▶ _YOUR INSTRUCTIONS_:
Retype each record shown below, leaving every character as it is.

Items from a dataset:
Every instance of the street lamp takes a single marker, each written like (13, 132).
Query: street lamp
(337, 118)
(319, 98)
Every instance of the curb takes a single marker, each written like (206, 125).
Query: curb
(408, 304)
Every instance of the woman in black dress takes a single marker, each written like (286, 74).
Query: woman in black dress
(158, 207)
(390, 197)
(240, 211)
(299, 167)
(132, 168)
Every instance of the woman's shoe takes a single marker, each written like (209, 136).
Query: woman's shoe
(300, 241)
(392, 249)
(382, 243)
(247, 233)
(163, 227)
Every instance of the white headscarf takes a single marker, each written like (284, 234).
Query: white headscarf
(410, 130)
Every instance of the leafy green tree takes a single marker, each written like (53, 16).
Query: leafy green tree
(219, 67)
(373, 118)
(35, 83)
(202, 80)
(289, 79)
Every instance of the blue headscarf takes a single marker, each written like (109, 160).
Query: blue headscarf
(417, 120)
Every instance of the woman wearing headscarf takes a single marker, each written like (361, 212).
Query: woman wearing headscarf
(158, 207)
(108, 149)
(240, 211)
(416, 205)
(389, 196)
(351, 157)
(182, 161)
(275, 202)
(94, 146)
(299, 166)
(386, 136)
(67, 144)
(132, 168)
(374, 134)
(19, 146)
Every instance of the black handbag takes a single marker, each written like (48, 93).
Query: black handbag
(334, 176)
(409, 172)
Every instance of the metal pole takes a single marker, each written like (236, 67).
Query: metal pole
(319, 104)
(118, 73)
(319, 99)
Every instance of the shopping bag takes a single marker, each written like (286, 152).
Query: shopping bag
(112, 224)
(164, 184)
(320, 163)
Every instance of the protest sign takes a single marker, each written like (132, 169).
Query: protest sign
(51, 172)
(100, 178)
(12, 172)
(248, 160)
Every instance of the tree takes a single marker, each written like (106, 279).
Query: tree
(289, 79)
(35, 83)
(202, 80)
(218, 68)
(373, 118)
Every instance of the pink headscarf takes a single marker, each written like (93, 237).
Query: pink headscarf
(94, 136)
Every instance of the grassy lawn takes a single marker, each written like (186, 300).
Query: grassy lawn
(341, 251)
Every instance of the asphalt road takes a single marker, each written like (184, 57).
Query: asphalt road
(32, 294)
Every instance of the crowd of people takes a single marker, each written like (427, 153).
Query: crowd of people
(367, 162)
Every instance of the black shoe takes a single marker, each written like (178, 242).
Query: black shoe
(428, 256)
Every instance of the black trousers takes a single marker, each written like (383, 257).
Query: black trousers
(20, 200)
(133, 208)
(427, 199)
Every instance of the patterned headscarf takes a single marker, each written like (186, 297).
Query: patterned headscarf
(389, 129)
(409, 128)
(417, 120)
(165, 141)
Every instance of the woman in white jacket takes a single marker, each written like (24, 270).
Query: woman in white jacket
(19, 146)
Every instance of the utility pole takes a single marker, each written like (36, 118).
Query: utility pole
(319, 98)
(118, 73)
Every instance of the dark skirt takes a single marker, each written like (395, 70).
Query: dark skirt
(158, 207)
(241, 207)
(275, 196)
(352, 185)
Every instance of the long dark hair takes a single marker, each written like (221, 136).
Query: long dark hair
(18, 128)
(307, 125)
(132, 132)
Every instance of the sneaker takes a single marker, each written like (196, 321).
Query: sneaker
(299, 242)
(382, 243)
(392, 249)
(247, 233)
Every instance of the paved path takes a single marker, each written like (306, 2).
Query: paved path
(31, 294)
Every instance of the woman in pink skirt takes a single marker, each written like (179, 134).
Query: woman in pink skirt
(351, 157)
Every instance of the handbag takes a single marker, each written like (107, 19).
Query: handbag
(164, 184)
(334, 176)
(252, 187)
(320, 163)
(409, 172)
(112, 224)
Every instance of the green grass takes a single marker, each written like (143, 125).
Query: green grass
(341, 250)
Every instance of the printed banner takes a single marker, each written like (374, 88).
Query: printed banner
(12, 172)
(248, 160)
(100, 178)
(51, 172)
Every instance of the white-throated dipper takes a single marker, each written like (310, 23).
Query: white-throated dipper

▶ _RESULT OF THE EXERCISE_:
Every instance of the street lamp takes a single marker, each written like (13, 132).
Query: street lamp
(337, 118)
(319, 98)
Every instance of the curb takes a single marker, each written like (206, 125).
Query: curb
(408, 304)
Every instance of the woman in black dress takes a single marker, each written like (286, 74).
Query: woman in black dress
(158, 207)
(390, 197)
(240, 211)
(299, 167)
(132, 168)
Every instance of the woman's shoe takes a single marker, each written like (209, 136).
Query: woman's shoe
(300, 241)
(392, 249)
(382, 243)
(247, 233)
(163, 227)
Every instance of the white headscarf takes a single marker, each written like (284, 234).
Query: white headscarf
(410, 130)
Every instance of the leafy green tree takes a single marker, each written like (53, 16).
Query: leafy green tree
(219, 67)
(373, 118)
(35, 83)
(202, 80)
(289, 79)
Every instance of the blue headscarf takes a single marker, each written like (109, 160).
Query: blue headscarf
(417, 120)
Every instance of the woman wearing headscarf takes a single marker, each written like (361, 212).
Query: woman wearing headscarf
(158, 207)
(108, 149)
(240, 211)
(416, 205)
(389, 196)
(351, 157)
(182, 161)
(275, 202)
(94, 146)
(299, 166)
(386, 136)
(67, 144)
(132, 168)
(374, 134)
(19, 146)
Every instance of the black handbag takes a single marker, each written like (48, 93).
Query: black handbag
(334, 176)
(409, 172)
Every instance of the metal pole takes a single marker, each written like (236, 67).
Query: metal pole
(319, 104)
(118, 73)
(319, 99)
Every instance of the shopping bag takes a single marker, each written like (286, 152).
Query: shopping bag
(112, 224)
(164, 184)
(320, 163)
Every instance of the protest sign takes a single marker, each written like (132, 169).
Query: protest sign
(51, 172)
(100, 178)
(12, 172)
(248, 160)
Every instance of the tree takes a single marker, each written like (106, 279).
Query: tree
(289, 79)
(35, 83)
(202, 80)
(218, 68)
(373, 118)
Every instance of the pink headscarf takes a single marker, each written like (93, 237).
Query: pink headscarf
(94, 136)
Every instance of the grassy lawn takes a single marker, each written like (186, 300).
Query: grassy lawn
(341, 251)
Every instance of the asphalt road takes a single marker, each written like (184, 57).
Query: asphalt road
(32, 294)
Every instance of the crowd of people takes a single marker, each written like (427, 153).
Query: crowd of people
(367, 162)
Every instance of the black shoe takes a single marker, each written like (178, 242).
Query: black shoe
(428, 256)
Every instance of the black trousers takes a single marker, each written like (383, 257).
Query: black trousers
(20, 200)
(133, 208)
(427, 199)
Every instance of the patterned headscarf takes a single marker, each written like (186, 297).
Query: patterned headscarf
(389, 129)
(409, 128)
(417, 120)
(165, 141)
Every instance of the woman in white jacket takes a single marker, each written like (24, 270).
Query: woman in white jacket
(19, 146)
Every instance of the utility pole takes a single marker, each written like (36, 118).
Query: utility pole
(319, 98)
(118, 73)
Every instance of the dark skirt takes a single marker, each written like (395, 70).
Query: dark skirt
(158, 207)
(241, 207)
(275, 196)
(352, 185)
Every instance of the long dark hair takes a single marker, each written like (221, 136).
Query: long dark hair
(18, 128)
(307, 125)
(132, 132)
Every instance of the sneaker takes a single marker, each written like (196, 321).
Query: sneaker
(299, 242)
(382, 243)
(392, 249)
(247, 233)
Every instance of the paved path takes a single marker, each written like (306, 2).
Query: paved path
(31, 294)
Every instance of the woman in pink skirt takes a single marker, each written like (179, 134).
Query: woman in pink skirt
(351, 157)
Every instance of the handbag takes a single marker, each written like (107, 19).
Query: handbag
(164, 184)
(334, 176)
(252, 187)
(320, 163)
(409, 172)
(112, 224)
Every instance of the green grass takes a single marker, each written like (143, 125).
Query: green grass
(341, 250)
Every instance of the printed banner takes a single marker, each written like (374, 88).
Query: printed banner
(12, 172)
(248, 160)
(100, 178)
(51, 172)
Every instance of the white-throated dipper takes a single marker, each written like (310, 23).
Query: white-throated dipper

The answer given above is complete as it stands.